··· INFORMATION

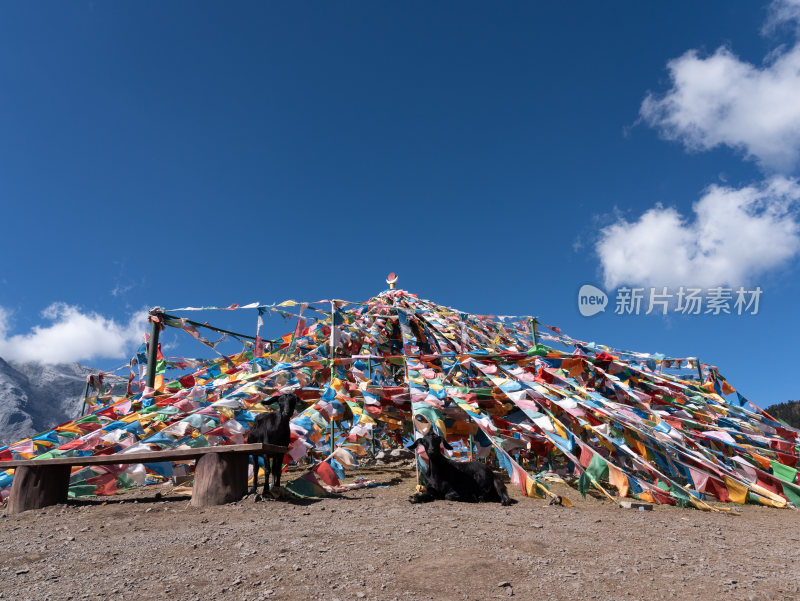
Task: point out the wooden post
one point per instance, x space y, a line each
37 487
152 348
219 478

······

# ASSIGNMENT
Retype the whole listing exactly and leave the pictures out.

# WRITTEN ANSWER
Task: point out the wooden post
one point per instance, x space y, a line each
37 487
152 348
219 478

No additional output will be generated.